Complete the following =
1 – In the Flughafen Wien write-up, what percentage of the company running the Malta airport does Flughafen Wien own?
2 – Transcribe the Flughafen Wien write-up, everything from "Description" down to "subsidize airport operations.".
3 – Pick up the Flughafen Wien write-up where it stops and keep writing.

First of all, this is an Austrian company, that trades on the Vienna stock exchange in Euros, and all the figures are in euros.  There was no country called Austria in the menu and hence I chose Germany as the closest one.
 
Summary: I recommend a purchase of Flughafen Wien.  It is a European infrastructure asset trading at a 9.8% fully taxed free cash flow yield to the equity, with very low leverage.  It is not a concession, the company actually owns the asset.  In my opinion, the stock should trade around a 5-6% free cash flow yield in a normalized interest rate environment and at around 4% in today's interest rate environment.
 
Description
 
Flughafen Wien is a company that owns and operates Vienna airport.  It is NOT a concession.  It also owns 48.44% and controls a public company that has a 65 year concession to operate the airport in Malta, which is publicly traded in Malta.  There is also a 66% stake in a Slovakian airport, but it is a tiny, albeit profitable business, and will be ignored in the analysis.
 
Regulatory regime - dual till, not based on RAB.  Tariffs are adjusted for passenger growth and inflation.  In other words profits made from selling water/food don't subsidize airport operations.
 
Managerial incentives
 
Two thirds of management compensation for 2014, paid in 2015 were based on performance.
 
Financials:
 
I expect Vienna airport, excluding the business in Malta, to generate E 290MM in EBITDA in 2017, and have approximately E 50MM per annum in maintenance capital expenditures per annum, again excluding the Malta business.  While historically, there has been passenger growth in Vienna of a bit more than 1% per annum, for the purposes of this analysis, I will assume zero passenger growth post 2016.

Extracted records =
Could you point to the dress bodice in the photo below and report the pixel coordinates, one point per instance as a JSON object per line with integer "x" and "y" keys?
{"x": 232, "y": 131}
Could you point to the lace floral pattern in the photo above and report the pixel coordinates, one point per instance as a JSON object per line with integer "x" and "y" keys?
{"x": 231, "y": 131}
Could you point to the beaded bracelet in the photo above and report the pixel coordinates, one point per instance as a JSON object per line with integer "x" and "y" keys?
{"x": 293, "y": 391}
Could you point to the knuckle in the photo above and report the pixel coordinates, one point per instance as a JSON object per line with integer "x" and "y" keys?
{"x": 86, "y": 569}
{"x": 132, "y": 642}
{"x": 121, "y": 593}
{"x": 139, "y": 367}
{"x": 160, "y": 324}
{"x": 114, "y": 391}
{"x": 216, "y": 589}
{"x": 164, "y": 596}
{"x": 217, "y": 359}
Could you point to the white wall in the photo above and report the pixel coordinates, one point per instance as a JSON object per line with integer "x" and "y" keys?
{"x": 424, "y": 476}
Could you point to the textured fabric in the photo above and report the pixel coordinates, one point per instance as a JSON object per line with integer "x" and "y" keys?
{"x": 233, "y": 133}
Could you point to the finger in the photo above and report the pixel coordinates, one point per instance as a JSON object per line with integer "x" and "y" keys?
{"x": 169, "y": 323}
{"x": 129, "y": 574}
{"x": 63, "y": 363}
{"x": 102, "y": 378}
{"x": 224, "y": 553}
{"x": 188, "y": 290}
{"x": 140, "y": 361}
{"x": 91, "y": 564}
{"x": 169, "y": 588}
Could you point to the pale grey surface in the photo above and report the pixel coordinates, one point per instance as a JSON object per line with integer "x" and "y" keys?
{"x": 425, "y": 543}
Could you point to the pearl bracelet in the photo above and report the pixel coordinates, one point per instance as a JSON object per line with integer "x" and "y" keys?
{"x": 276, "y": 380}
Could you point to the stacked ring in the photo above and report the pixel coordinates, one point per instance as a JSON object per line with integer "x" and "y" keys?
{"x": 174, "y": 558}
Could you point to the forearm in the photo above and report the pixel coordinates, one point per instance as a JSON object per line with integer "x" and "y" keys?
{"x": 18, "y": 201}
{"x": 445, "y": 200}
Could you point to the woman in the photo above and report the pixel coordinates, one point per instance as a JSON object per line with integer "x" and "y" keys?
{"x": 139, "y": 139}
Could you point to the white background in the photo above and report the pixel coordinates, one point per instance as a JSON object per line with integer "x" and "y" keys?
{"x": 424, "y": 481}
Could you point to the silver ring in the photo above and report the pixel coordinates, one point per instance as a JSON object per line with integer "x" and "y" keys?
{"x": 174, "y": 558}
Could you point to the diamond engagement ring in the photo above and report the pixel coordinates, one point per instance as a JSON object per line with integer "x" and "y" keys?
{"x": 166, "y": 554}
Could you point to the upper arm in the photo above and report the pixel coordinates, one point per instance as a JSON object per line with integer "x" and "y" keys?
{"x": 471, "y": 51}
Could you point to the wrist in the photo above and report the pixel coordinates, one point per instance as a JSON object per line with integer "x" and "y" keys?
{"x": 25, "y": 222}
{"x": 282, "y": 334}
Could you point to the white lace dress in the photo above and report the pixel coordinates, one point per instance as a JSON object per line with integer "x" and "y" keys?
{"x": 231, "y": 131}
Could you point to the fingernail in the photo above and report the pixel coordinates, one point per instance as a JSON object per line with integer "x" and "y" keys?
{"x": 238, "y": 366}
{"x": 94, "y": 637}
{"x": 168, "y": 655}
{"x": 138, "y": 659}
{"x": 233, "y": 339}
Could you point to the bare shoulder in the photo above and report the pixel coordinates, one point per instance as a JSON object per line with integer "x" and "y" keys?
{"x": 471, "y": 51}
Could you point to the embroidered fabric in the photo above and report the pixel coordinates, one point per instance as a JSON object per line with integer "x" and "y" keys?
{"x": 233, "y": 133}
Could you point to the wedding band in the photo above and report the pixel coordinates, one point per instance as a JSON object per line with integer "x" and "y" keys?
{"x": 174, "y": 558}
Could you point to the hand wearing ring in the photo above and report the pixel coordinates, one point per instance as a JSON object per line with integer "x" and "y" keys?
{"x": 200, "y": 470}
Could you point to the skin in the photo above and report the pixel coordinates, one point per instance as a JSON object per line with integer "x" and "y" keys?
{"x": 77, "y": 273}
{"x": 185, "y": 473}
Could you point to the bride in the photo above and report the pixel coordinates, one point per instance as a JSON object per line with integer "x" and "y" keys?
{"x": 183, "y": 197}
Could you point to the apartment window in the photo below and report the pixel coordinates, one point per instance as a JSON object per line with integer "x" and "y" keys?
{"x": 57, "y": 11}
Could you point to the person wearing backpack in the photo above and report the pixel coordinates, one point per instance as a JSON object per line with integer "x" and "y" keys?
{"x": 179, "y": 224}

Answers for this exercise =
1 – 48.44%

2 –
Description
 
Flughafen Wien is a company that owns and operates Vienna airport.  It is NOT a concession.  It also owns 48.44% and controls a public company that has a 65 year concession to operate the airport in Malta, which is publicly traded in Malta.  There is also a 66% stake in a Slovakian airport, but it is a tiny, albeit profitable business, and will be ignored in the analysis.
 
Regulatory regime - dual till, not based on RAB.  Tariffs are adjusted for passenger growth and inflation.  In other words profits made from selling water/food don't subsidize airport operations.

3 –
 
It is important to note that commercial profits per passenger are extremely low and the company has a plan to boost them signficantly.  I am not assuming that the company will be sucessful in this regard, but if they manage to do it, that will significantly boost profitability, cash flows and intrinsic value.
 
The company estimates that net debt is going to be under E 400MM on 12/31/2016, which will be less than 1.3x EBITDA, exceptionally low for what is essentially a real estate company.
 
Corporate tax rate in Austria is 25%.
 
So, I estimate that in 2017, the company, excluding Malta airport, will generate E 172.5mm in fully taxed free cash flow to the equity.
 
E 290MM EBITDA - E50MM in cap ex - E10MM in interest - E 57.5MM in taxes.  
 
Valuation:
 
a) Vienna airport - 172.5MM free cash flow * 25 = E 4.3bn.  
b) Value of Malta stake - I expect that our share of net income will = E 11MM, and arbitrarily assign a 25x P/E multiple.  There has been mid single digit passenger growth in Malta over the past several years.  Thus, I value the stake at E 265MM.  (25*11MM.)  This implies that Malta airport as a whole will earn E 23MM in net income in 2017.  The market value of the stake is around E 285MM, but the stock is exceptionally illiquid.  The concession will expire in July of 2067.
c) New E 500MM project at the Vienna airport - company claims that it will allow it to take advantage of future passenger growth as well as boost commercial profits per passenger.  Company's history is not encouraging in this regard, but they claim to have learned their lesson.  Given their projection of a 9% after tax return on capital invested on an un-leveraged basis, hard to imagine, given today's levels of interest rates that this will be a value destroying project.  If the company delivers the way it plans to, it could create E 1bn of value assuming a 3% cap rate.  At a 5% cap rate, value created would = E 400MM.  I am assuming that this project will be NPV neutral.  (Company has already spent E 150MM by 12/31/2015 on this project.)  So value = E 150MM at cost on 12/31/2015.
d) Passenger growth and per passenger commercial profits evolution.  I am assuming zero for the former and zero in real, post inflation, terms for the latter.  Clearly this is a wild card that could go either way. Currently, commercial revenues (NOT profits) were = E 5.62 per passenger in 2015, which is a fraction of other European airports.  For whatever it's worth, the company is forecasting 28MM in passengers in 2020 vs 22.8MM in 2015 and 23MM (forecasted) for 2016.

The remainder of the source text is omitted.